-- Begin Records for processing --

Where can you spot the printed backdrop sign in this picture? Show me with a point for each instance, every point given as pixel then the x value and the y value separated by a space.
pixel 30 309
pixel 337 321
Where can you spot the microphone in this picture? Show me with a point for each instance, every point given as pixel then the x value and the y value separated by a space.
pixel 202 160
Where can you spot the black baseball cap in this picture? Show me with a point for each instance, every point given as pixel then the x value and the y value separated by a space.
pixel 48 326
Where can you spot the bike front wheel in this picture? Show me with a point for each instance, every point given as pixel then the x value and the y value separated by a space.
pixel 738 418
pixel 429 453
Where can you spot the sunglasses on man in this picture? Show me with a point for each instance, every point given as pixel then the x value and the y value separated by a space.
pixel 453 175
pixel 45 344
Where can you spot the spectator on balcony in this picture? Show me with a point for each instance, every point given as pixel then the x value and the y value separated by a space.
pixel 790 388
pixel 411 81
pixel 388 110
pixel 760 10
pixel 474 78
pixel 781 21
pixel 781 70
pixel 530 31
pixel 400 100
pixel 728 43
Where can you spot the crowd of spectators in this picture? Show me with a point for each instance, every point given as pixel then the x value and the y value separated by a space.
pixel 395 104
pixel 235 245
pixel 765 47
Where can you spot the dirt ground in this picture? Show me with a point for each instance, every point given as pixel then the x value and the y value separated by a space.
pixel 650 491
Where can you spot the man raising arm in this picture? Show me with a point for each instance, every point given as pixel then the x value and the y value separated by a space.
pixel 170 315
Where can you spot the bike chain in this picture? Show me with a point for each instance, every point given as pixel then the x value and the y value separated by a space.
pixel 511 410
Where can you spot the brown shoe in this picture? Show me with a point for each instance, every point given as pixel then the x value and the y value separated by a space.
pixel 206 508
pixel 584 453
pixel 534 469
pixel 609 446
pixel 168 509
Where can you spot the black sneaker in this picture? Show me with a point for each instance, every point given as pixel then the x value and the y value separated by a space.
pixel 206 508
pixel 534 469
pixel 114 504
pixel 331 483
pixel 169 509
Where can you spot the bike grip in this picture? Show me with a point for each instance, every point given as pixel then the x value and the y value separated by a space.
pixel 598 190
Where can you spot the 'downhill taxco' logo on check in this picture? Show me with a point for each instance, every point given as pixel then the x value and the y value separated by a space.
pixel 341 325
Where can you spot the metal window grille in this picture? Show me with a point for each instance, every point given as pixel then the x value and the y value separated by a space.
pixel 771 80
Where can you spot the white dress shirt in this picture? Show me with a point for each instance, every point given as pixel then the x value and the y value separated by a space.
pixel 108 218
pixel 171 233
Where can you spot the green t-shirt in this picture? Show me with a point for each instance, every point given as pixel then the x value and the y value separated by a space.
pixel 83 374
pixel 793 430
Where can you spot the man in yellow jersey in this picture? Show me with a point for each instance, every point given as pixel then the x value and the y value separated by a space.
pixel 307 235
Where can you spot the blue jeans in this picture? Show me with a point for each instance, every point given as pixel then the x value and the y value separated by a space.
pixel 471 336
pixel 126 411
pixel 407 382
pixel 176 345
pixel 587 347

-- End Records for processing --
-- Begin Records for processing --

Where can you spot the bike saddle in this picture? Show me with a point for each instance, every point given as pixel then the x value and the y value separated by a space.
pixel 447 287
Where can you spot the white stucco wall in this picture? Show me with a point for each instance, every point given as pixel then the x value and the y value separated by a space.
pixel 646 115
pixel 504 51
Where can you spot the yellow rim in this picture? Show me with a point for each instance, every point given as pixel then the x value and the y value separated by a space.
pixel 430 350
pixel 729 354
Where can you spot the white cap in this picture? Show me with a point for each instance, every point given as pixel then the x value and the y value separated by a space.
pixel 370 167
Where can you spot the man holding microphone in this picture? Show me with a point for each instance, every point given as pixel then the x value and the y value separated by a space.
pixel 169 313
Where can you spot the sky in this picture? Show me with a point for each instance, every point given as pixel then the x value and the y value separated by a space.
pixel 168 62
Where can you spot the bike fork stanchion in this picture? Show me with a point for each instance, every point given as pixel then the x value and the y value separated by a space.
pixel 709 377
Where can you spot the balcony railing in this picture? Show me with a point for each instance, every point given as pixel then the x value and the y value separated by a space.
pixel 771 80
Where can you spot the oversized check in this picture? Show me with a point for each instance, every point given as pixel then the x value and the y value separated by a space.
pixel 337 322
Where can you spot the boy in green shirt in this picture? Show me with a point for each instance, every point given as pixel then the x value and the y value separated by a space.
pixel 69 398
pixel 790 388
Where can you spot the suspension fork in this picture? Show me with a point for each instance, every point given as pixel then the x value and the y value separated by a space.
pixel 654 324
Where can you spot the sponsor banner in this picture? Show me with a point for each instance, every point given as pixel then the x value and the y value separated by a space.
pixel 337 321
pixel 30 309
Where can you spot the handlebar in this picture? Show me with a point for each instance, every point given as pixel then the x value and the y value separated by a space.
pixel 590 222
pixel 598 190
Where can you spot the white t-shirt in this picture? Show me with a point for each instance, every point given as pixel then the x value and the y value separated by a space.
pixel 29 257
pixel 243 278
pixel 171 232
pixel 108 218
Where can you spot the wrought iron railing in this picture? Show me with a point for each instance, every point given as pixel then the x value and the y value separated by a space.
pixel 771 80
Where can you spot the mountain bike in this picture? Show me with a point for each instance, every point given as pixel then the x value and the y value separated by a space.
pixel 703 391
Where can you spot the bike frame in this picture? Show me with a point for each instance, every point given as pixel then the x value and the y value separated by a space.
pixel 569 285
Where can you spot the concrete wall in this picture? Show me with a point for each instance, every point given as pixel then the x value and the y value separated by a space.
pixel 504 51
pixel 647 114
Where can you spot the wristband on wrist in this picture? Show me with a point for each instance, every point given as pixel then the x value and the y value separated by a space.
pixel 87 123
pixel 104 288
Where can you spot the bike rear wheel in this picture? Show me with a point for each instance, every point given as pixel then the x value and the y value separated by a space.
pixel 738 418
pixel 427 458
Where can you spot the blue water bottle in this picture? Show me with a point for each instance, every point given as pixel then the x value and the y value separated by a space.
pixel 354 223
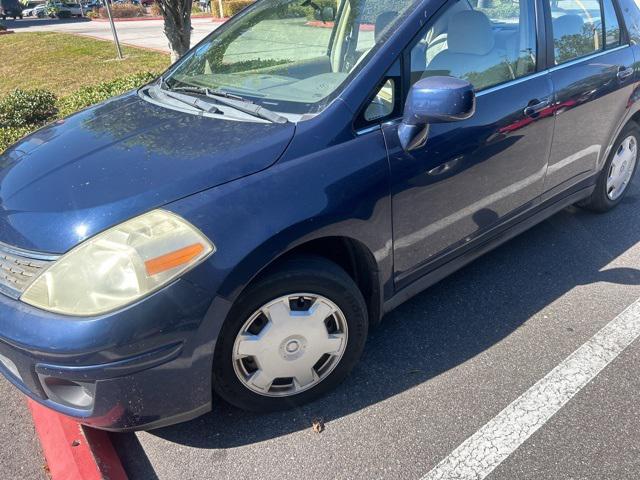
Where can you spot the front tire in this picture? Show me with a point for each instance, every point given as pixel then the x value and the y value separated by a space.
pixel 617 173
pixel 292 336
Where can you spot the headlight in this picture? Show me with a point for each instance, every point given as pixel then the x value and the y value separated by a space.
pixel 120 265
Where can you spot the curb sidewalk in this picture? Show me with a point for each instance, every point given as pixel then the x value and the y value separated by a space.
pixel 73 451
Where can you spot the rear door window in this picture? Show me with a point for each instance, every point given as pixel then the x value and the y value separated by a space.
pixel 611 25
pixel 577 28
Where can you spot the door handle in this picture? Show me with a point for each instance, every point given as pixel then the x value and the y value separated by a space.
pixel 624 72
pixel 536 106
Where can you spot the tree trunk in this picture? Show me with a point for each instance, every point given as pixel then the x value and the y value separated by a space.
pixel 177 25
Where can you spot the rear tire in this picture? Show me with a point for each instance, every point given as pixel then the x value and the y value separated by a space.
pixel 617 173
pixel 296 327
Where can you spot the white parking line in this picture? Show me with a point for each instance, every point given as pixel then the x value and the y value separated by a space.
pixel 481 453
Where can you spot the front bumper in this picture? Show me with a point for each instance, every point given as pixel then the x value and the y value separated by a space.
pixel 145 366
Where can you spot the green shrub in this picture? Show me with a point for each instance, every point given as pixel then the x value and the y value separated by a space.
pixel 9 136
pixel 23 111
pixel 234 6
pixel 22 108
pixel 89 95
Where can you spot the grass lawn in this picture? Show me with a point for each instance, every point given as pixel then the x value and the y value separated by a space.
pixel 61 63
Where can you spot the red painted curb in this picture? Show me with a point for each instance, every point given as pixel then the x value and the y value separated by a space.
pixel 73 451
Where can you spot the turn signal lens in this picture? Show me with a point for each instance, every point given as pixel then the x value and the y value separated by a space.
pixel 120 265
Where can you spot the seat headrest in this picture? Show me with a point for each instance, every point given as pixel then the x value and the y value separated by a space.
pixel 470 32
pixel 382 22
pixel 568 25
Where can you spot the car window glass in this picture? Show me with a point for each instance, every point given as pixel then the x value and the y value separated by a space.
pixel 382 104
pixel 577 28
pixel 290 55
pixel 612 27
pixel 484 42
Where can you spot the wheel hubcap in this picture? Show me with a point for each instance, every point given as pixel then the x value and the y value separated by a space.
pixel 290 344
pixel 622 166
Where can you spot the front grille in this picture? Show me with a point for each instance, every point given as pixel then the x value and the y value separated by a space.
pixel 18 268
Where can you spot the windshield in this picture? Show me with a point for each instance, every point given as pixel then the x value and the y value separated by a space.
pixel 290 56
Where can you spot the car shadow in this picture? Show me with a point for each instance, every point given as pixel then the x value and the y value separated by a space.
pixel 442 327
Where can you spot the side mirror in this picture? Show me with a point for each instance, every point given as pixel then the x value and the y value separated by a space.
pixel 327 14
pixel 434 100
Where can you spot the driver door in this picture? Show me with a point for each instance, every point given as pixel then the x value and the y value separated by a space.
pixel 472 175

-- End Records for processing --
-- Begin Records for processing --

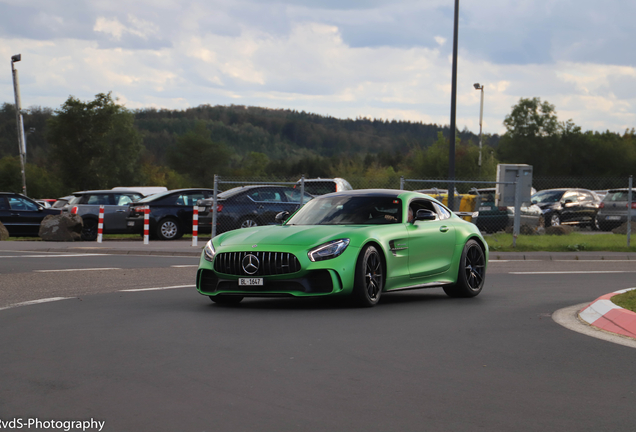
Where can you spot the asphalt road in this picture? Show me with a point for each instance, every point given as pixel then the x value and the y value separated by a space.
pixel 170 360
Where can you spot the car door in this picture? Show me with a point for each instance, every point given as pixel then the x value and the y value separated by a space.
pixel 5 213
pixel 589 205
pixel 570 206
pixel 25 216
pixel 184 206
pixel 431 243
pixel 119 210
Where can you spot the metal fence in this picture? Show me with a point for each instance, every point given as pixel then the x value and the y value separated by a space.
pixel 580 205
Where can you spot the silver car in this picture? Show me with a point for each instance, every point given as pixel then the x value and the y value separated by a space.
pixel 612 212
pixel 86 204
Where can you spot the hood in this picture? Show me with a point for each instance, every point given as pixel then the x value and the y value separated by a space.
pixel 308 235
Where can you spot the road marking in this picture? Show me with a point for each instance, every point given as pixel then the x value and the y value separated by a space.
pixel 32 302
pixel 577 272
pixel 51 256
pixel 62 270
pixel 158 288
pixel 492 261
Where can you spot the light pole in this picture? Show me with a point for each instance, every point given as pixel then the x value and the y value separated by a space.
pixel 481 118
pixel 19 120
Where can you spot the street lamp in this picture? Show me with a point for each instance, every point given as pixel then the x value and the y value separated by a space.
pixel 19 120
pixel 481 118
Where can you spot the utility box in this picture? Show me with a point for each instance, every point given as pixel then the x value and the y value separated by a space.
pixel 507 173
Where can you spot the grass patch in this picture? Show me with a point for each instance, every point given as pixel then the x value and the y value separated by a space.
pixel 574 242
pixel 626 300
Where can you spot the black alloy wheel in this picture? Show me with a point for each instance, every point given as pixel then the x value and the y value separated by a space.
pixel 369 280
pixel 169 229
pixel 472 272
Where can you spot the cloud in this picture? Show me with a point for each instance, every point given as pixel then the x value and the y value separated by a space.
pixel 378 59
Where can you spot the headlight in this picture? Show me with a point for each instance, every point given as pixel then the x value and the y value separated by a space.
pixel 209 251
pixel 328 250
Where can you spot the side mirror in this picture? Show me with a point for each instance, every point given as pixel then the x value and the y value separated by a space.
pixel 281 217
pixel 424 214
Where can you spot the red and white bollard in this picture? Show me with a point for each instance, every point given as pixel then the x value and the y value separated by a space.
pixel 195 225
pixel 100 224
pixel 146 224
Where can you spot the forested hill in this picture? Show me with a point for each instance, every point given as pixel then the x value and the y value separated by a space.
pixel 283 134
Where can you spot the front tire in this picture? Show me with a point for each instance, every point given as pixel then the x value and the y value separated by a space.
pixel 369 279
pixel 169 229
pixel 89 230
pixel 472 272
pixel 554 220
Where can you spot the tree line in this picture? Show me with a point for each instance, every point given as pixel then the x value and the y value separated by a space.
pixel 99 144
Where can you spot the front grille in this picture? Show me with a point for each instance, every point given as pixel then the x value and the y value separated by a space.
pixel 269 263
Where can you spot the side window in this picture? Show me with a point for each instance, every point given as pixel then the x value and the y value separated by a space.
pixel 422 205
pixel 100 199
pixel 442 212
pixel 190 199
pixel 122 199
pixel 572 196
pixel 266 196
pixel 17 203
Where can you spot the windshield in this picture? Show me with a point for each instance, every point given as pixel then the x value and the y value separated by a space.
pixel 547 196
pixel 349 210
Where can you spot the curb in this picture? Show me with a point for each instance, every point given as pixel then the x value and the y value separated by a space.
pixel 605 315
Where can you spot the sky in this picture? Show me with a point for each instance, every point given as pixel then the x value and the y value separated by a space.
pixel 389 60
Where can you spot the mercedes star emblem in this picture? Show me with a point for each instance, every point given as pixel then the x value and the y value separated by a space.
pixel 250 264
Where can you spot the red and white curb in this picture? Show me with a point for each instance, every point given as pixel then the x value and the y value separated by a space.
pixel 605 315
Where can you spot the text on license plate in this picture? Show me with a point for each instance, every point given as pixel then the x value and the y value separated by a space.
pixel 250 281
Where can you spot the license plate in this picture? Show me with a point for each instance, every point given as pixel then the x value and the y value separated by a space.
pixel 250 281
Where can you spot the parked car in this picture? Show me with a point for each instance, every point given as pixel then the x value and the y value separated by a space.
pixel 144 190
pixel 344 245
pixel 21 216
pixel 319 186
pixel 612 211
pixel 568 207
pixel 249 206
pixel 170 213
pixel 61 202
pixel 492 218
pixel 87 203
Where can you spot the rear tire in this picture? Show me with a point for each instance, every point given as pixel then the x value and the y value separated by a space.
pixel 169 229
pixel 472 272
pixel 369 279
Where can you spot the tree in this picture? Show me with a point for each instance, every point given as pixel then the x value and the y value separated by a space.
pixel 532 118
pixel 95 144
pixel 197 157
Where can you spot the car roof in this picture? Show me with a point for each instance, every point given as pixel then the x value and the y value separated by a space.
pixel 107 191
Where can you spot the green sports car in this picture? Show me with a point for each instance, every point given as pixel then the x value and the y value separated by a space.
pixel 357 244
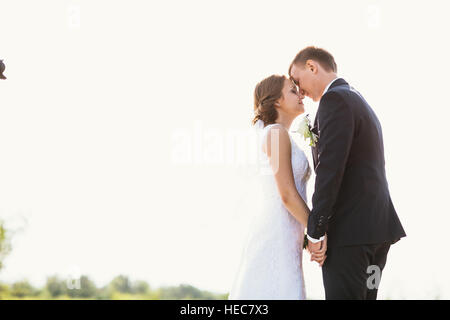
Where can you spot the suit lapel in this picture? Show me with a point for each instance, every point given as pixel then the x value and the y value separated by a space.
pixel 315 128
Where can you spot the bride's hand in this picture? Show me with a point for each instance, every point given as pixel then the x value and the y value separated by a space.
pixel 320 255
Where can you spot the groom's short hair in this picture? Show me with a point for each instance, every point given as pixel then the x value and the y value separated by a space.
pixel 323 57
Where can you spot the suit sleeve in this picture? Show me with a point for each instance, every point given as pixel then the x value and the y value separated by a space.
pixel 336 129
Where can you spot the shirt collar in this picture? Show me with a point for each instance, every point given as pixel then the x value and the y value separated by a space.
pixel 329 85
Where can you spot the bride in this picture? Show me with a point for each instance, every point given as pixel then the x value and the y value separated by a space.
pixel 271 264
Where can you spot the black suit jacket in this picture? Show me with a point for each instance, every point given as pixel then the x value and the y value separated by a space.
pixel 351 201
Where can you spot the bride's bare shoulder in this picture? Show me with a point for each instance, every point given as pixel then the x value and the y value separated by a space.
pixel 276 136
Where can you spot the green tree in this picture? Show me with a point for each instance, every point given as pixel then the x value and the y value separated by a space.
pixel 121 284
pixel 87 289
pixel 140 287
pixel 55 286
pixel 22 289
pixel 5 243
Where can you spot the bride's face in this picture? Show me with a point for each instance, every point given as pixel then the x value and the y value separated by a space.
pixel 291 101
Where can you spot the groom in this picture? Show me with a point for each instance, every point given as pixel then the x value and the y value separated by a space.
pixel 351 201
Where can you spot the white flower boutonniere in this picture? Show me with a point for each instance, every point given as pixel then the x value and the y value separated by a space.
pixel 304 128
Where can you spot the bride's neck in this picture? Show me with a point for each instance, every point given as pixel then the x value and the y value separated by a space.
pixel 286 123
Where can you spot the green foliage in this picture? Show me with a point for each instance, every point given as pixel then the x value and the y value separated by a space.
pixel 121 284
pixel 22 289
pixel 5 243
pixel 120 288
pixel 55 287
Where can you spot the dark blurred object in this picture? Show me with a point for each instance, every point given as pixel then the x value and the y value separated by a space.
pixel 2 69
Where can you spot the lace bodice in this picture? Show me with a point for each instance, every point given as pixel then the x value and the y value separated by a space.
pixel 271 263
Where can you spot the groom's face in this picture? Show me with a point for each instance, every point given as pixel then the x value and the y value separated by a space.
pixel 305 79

-- End Records for processing --

**Directions for this task:** Could you reproduce the records unchanged, beginning at the line that contains "Where can you spot the groom in" and continuing through the line that contains "pixel 304 128", with both of those lines included?

**Answer for the task:**
Where can you spot the groom in this picture? Show me with a point for each instance, every point given as pixel then the x value and the y value separated by a space.
pixel 351 201
Where can you spot the white flower boutonniere in this picture? Show me with a point for each instance, every point given as pixel then the x value and the y value separated by a space.
pixel 304 128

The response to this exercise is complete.